> **Excerpt provided**
AM

Chapter 7 – Databases in Applications: Comprehensive Study Notes

Location in Data Storage and Multi-Tiered Perspective

  • "Location, location, location": in application design the physical/ logical location of data is as crucial as in real estate.
  • Multi-tiered (client, application, database) environments provide several storage possibilities; architects can balance
    • Performance (latency, bandwidth usage)
    • Offline capability (local caches on smartphones, tablets)
    • Security / regulatory controls (certain data must remain on servers)
  • Client/server principles drive all modern mobile services (text messaging, browsing, image upload/download).
  • Immediate, sub-second response times are now a user expectation → tight understanding of request/response lifecycle mandatory.

Client/Server Fundamentals

  • Definition: split application processing between an intelligent front-end client and an intelligent back-end server.
  • Either machine may reside on the same box or across a network.
  • Key historical drivers (past 25 yrs): inexpensive PCs, GUIs, LANs/WANs, smartphones/tablets, broadband/wireless comms.
  • Electronic commerce pattern: client (PC/phone) → dynamic Web page → database → real-time information to user.

> **Recorded information**
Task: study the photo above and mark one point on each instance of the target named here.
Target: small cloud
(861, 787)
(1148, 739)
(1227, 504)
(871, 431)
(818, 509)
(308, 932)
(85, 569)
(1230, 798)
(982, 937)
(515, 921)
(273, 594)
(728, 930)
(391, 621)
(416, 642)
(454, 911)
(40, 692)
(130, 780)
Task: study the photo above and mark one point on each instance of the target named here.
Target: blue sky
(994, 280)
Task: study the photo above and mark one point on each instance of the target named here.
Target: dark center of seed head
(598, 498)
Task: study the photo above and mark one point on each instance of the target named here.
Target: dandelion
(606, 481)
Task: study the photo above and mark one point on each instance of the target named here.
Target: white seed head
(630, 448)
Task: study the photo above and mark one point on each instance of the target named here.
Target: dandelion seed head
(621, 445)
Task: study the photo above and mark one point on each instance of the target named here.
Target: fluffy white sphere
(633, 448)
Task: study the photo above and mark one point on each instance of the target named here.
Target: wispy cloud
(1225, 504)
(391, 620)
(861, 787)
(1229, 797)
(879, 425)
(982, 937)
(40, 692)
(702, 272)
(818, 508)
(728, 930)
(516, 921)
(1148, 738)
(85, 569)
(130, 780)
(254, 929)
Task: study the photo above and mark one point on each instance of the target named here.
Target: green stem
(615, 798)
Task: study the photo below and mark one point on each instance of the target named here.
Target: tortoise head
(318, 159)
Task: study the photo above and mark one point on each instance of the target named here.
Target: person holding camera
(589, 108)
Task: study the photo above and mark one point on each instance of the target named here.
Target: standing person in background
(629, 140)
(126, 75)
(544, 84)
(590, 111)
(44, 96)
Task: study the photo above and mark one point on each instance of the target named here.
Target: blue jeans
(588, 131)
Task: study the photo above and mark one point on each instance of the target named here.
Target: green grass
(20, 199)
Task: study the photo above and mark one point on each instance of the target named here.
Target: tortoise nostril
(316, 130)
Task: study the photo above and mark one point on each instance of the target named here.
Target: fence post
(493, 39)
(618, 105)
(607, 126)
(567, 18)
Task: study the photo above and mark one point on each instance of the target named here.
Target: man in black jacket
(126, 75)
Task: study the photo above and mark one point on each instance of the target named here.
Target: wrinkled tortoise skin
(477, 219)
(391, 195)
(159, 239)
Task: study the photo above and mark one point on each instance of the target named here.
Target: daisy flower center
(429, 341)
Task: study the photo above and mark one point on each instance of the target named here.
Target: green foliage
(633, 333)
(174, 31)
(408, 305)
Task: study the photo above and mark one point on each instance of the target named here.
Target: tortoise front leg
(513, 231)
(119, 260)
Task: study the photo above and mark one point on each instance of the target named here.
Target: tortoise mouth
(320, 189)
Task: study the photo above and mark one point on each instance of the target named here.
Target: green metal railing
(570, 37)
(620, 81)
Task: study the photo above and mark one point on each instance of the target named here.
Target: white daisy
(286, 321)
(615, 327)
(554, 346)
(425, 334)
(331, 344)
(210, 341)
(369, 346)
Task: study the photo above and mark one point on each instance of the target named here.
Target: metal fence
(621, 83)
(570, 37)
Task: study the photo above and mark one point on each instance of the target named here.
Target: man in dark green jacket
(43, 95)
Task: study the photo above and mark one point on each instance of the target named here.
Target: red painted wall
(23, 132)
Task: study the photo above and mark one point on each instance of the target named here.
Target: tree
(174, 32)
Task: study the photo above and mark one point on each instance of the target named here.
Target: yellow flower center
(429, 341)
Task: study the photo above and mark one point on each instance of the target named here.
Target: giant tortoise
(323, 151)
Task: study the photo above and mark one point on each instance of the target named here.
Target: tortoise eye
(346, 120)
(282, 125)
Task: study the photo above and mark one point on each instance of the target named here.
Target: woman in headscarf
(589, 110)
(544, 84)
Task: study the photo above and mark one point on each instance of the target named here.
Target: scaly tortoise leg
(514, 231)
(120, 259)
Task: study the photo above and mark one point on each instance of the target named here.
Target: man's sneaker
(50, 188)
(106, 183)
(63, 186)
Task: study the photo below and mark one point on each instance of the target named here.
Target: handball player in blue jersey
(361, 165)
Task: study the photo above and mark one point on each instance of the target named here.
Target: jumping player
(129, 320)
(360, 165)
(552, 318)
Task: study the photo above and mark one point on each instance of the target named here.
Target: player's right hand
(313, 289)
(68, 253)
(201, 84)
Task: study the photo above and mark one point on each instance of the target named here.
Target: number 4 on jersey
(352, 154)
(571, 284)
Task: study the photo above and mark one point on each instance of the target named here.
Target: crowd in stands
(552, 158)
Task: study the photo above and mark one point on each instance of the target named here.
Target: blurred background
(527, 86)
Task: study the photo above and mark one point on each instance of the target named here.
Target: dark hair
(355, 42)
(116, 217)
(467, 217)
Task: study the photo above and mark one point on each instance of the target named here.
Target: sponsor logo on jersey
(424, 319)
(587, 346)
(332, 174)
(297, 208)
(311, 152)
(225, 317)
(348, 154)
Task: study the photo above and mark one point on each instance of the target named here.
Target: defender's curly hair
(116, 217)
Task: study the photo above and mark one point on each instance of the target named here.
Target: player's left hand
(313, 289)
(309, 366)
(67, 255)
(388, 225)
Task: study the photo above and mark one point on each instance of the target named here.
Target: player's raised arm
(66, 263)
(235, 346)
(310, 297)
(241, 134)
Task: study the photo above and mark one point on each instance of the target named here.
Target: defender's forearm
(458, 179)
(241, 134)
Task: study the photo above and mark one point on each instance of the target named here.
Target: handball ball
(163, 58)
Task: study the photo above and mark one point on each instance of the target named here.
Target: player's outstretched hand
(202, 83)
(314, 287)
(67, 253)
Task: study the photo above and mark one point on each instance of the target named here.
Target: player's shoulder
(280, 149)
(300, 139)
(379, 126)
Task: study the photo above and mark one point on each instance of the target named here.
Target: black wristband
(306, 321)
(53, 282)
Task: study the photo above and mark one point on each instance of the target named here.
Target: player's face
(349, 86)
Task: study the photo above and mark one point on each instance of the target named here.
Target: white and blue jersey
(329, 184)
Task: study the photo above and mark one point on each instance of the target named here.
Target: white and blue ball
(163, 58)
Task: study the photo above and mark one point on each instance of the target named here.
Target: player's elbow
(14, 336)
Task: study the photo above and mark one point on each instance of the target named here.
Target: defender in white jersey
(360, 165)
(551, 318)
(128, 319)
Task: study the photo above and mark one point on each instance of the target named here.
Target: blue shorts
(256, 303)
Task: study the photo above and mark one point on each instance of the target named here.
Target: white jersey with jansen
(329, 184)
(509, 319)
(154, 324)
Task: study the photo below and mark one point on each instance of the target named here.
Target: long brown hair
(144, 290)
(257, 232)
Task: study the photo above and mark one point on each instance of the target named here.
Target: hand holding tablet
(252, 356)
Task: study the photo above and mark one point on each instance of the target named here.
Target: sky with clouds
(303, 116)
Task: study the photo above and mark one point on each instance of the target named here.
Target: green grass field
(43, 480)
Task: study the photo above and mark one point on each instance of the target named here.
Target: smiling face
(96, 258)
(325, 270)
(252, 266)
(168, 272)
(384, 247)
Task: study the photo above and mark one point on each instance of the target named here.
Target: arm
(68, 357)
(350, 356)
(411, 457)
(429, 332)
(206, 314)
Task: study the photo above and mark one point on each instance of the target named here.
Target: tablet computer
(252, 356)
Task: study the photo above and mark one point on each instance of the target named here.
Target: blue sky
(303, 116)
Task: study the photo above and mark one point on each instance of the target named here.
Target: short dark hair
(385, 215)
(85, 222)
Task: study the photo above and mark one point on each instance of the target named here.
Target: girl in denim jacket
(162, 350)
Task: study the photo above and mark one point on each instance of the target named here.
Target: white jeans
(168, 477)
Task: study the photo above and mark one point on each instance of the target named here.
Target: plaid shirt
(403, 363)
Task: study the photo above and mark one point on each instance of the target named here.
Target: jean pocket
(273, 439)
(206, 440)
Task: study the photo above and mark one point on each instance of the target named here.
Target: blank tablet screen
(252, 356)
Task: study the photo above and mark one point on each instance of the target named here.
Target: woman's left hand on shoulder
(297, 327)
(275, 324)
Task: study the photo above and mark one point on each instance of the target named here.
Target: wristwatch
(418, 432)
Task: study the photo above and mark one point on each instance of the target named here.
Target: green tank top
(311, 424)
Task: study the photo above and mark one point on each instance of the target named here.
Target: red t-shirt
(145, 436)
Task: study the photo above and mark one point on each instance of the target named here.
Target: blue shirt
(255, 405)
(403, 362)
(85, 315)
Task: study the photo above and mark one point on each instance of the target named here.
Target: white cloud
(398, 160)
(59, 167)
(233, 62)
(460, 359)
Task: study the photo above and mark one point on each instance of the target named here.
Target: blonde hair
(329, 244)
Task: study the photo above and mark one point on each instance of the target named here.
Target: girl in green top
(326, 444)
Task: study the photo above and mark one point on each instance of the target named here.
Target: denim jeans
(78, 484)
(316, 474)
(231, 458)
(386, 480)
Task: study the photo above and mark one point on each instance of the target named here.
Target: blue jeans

> **Work to do**
• A. Decide whether each statement agrees with the chapter notes. For each, answer yes or no and quote the words from the notes that decide it. (i) The client and the server must run on separate machines. (ii) Smartphones and tablets are among the historical drivers named for client/server. (iii) Some data has to stay on servers for security or regulatory reasons.
• B. List every key historical driver of client/server computing that the chapter notes name.
The records were drawn from a separate source, not from the chapter notes.

> **Final results**
• A.
(i) No: "Either machine may reside on the same box or across a network."
(ii) Yes: "inexpensive PCs, GUIs, LANs/WANs, smartphones/tablets, broadband/wireless comms"
(iii) Yes: "Security / regulatory controls (certain data must remain on servers)"

• B.
- Inexpensive PCs
- GUIs
- LANs/WANs
- Smartphones/tablets
- Broadband/wireless comms